PROBLEM DESCRIPTION: Rewrite the rows from the first one through the line that contains "[22,136,1090,673]", replacing "natural-language reference" with "plain-text query" and keeping everything else the same.

+++ DATASET EXTRACT +++

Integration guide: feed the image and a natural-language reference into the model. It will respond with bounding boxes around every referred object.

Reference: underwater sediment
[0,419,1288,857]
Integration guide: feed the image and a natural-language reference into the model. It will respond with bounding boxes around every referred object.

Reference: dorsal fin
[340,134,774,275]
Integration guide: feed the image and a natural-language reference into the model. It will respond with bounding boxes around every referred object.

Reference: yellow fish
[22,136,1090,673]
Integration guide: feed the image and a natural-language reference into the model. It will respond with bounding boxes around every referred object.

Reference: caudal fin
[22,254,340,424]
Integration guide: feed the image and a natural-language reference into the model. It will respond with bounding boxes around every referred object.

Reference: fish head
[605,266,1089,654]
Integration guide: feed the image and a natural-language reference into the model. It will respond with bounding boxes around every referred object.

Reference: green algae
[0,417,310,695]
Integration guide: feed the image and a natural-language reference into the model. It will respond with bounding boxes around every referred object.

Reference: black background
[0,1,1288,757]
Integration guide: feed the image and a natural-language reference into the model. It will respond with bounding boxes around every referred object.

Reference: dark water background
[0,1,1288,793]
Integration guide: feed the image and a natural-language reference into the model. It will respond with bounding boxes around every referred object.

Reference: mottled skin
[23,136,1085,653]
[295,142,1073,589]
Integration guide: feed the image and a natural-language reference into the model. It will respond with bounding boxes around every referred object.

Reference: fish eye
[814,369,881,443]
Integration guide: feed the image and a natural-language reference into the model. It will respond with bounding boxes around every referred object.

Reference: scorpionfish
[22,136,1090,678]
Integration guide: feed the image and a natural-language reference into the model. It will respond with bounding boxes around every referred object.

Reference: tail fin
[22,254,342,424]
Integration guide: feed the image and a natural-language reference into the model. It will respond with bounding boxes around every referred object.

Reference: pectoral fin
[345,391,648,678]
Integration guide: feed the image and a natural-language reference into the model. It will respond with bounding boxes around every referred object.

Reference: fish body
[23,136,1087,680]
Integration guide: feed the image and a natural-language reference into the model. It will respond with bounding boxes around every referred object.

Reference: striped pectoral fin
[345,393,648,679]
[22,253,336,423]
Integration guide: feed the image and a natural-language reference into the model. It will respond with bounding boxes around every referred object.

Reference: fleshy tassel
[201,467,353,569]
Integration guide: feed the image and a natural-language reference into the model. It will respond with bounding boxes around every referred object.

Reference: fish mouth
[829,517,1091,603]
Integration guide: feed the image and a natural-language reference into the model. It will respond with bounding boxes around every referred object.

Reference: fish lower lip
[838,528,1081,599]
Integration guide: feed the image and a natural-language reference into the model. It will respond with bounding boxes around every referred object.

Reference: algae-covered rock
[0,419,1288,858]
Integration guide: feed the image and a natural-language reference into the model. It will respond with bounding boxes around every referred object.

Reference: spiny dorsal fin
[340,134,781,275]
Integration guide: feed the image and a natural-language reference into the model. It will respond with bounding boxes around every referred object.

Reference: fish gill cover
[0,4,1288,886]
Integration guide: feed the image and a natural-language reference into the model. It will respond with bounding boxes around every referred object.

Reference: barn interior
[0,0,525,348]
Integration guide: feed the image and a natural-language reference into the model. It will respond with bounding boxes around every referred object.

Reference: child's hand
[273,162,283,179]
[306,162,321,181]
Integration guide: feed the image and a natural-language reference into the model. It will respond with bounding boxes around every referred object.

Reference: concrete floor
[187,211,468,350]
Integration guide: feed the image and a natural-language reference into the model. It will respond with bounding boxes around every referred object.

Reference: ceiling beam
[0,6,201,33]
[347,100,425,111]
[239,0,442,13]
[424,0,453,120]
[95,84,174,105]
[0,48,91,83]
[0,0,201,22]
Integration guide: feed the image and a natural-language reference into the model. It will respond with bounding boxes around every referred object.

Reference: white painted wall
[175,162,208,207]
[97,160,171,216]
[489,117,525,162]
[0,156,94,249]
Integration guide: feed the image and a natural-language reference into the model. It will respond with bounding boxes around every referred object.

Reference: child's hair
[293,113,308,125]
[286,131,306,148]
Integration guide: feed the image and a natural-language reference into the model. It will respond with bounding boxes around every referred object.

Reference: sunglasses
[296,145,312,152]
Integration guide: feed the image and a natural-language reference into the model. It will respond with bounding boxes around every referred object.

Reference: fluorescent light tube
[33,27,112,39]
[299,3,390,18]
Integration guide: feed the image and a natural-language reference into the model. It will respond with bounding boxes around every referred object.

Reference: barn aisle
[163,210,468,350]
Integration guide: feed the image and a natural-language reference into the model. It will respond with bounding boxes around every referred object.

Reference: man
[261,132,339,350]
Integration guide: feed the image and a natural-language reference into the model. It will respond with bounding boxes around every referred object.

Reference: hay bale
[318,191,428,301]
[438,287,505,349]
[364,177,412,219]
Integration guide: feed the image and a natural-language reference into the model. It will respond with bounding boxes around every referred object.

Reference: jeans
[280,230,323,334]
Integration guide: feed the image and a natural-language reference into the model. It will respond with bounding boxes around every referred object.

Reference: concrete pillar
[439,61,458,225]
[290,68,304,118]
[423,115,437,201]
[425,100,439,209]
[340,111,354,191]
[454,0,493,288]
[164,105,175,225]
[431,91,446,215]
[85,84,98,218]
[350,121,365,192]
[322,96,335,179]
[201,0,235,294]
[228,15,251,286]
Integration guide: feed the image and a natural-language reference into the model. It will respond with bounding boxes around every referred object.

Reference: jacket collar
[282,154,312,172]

+++

TASK SOLUTION:
Integration guide: feed the image and a plain-text query into the model. It will respond with bounding boxes around every referred object.

Reference: underwater sediment
[0,419,1288,857]
Integration guide: feed the image and a plain-text query into the model. It will respond with bounding boxes around every referred object.

Reference: dorsal fin
[340,134,774,275]
Integration guide: feed the image and a plain-text query into the model. It will respond with bounding boxes around every referred object.

Reference: yellow fish
[22,136,1090,673]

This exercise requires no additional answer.